:: TO BE DONE ::
Copy out the entries below precisely; nothing is to be omitted.

:: SOURCE MATERIAL ::
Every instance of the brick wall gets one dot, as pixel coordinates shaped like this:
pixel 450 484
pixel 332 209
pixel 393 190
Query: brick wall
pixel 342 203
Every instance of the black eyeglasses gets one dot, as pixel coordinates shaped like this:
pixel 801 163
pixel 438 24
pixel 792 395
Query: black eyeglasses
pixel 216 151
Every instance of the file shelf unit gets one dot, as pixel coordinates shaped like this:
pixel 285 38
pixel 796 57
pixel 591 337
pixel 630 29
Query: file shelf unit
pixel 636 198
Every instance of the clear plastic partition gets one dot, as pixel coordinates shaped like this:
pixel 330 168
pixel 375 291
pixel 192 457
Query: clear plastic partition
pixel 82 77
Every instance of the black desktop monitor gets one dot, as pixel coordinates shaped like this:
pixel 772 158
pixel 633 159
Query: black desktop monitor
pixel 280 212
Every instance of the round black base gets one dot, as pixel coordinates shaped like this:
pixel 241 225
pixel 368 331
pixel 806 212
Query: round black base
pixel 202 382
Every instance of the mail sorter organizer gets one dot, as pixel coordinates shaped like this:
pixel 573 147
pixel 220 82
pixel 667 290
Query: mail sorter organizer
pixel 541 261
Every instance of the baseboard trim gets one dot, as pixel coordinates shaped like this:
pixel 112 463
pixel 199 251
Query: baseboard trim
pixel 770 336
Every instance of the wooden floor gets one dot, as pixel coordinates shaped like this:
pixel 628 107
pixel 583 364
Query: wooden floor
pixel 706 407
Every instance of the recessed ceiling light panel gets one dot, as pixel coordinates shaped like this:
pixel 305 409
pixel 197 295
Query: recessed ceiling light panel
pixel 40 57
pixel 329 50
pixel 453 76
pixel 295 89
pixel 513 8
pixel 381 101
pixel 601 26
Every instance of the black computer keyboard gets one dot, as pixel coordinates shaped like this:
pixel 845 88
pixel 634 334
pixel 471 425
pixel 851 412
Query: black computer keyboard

:: SOLUTION FOR THIS TASK ::
Every instance of the brick wall gets one dot, as pixel coordinates shaped like this:
pixel 450 484
pixel 332 209
pixel 393 190
Query: brick wall
pixel 342 203
Every instance of the black eyeglasses gets one dot, as pixel coordinates shaped like this:
pixel 801 163
pixel 438 24
pixel 792 395
Query: black eyeglasses
pixel 216 151
Every instance of the file shelf unit gets one dot, as pixel coordinates shaped like this:
pixel 285 38
pixel 796 57
pixel 591 337
pixel 630 29
Query: file shelf unit
pixel 636 198
Every instance of the clear plastic partition gets one dot, as pixel coordinates shaped like this:
pixel 330 168
pixel 375 291
pixel 192 457
Query: clear plastic partition
pixel 82 77
Every instance of the black desktop monitor gets one dot, as pixel coordinates shaped like this:
pixel 772 158
pixel 633 159
Query: black desktop monitor
pixel 280 212
Every instance of the round black base gets one dot, as pixel coordinates shaped like this:
pixel 241 225
pixel 368 331
pixel 806 212
Query: round black base
pixel 202 382
Every instance of the mail sorter organizer gets one dot, as pixel coordinates shaped like this:
pixel 573 147
pixel 220 82
pixel 667 290
Query: mail sorter organizer
pixel 541 261
Every instance of the baseboard trim gets one dot, as pixel coordinates shaped like this:
pixel 112 463
pixel 199 251
Query: baseboard trim
pixel 770 336
Every instance of the wooden floor gets one dot, as pixel coordinates shaped like this:
pixel 628 107
pixel 583 364
Query: wooden floor
pixel 706 407
Every instance of the recessed ceiling light panel gets one dot, as pixel coordinates shaped like this:
pixel 305 409
pixel 197 295
Query: recessed ceiling light panel
pixel 40 57
pixel 329 50
pixel 453 76
pixel 295 89
pixel 513 8
pixel 381 101
pixel 601 26
Every instance of the black computer keyboard gets one dot, as pixel coordinates shaped like this:
pixel 845 88
pixel 634 334
pixel 471 425
pixel 851 412
Query: black computer keyboard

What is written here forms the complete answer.